- _Aim_
Reproduce every entry below word for word, leaving out the picture.

- _Dataset_
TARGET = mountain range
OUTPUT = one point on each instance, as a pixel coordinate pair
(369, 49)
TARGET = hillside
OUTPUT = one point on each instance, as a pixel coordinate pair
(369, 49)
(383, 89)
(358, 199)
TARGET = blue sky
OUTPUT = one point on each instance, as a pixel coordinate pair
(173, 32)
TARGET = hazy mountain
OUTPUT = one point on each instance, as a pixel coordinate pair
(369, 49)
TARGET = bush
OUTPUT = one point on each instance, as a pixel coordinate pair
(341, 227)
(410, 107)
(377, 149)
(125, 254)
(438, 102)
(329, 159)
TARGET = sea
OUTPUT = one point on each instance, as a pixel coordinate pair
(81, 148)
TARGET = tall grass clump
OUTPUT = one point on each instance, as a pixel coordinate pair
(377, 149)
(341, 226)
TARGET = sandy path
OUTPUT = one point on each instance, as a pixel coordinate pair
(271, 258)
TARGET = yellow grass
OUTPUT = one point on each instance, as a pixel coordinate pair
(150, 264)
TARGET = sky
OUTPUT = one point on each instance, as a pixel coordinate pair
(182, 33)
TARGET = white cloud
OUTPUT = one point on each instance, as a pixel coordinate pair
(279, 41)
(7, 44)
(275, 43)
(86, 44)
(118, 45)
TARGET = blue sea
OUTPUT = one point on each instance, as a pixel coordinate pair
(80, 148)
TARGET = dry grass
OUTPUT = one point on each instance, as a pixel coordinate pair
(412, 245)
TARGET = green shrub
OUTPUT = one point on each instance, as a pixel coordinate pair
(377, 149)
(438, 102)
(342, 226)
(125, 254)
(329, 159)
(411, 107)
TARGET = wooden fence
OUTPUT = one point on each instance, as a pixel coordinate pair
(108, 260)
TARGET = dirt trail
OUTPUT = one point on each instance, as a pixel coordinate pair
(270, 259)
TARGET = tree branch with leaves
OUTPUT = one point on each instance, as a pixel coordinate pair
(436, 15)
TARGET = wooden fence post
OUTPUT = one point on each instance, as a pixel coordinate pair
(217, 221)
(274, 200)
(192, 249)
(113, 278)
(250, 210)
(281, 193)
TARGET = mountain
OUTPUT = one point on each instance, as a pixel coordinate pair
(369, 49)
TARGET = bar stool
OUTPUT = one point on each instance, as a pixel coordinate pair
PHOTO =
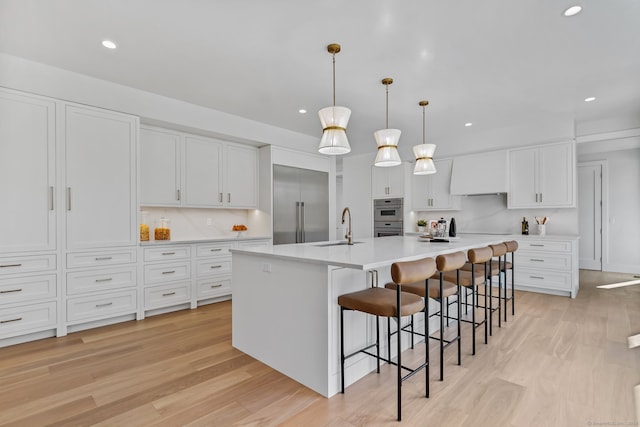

- _Output of the task_
TARGET = mountain range
OUTPUT = one point on each instance, as a pixel coordinate pair
(369, 49)
TARGET = hillside
OUTPUT = one point on each instance, as a pixel coordinate pair
(369, 49)
(383, 89)
(358, 199)
TARGET = blue sky
OUTPUT = one point on each instance, as a pixel coordinate pair
(173, 32)
TARGET = hazy mountain
OUTPUT = one point on each instance, as a pixel coordinate pair
(369, 49)
TARGET = bush
OUTPUT = one point on each instance, as a pixel coordinate pair
(341, 227)
(410, 107)
(377, 149)
(125, 254)
(438, 102)
(329, 159)
TARGET = sea
OUTPUT = one point on each instance, as a pixel coordinate pair
(81, 148)
TARGET = tall grass clump
OUTPUT = one point on each instance, as a pixel coordinate pair
(377, 149)
(341, 226)
TARGET = sandy path
OUTPUT = one point on each instance, as a pixel coordinate pair
(271, 258)
TARGET = yellow grass
OUTPUT = one point on each instance, as a pixel coordinate pair
(150, 264)
TARGET = sky
OUTPUT = one point on each instance, as a pixel coordinate pair
(182, 33)
TARGET = white cloud
OUTPUT = one point on each instance, as a pixel coordinate pair
(279, 41)
(7, 44)
(275, 43)
(86, 44)
(118, 45)
TARGET = blue sea
OUTPUT = one point on each instance, as a pixel coordinate pair
(80, 148)
TARGET = dry grass
OUTPUT = one point on each instance, as a pixel coordinate pair
(412, 245)
TARGET = green shrub
OUTPUT = one point on each instance, as a pixel coordinate pair
(377, 149)
(438, 102)
(342, 226)
(125, 254)
(329, 159)
(411, 107)
TARGET = wooden fence
OUTPUT = one point on each instance, as a pixel coordinate pair
(108, 260)
TARGET = dirt trail
OUTPUT = one point on each instance, as a pixel coordinate pair
(270, 259)
TARGET = tree branch with leaves
OUTPUT = one point on each instance, as a pixel coordinate pair
(436, 15)
TARGET = wooden fence post
OUTPUT = one point on each instance, as a pixel coordinate pair
(217, 221)
(274, 200)
(192, 249)
(113, 278)
(250, 210)
(281, 193)
TARGET = mountain
OUTPUT = one point on each instance, as a pixel coordinate pair
(369, 49)
TARGET = bar stool
OUTPUT = one point on each instance, as a pixel coordinate pair
PHOTO =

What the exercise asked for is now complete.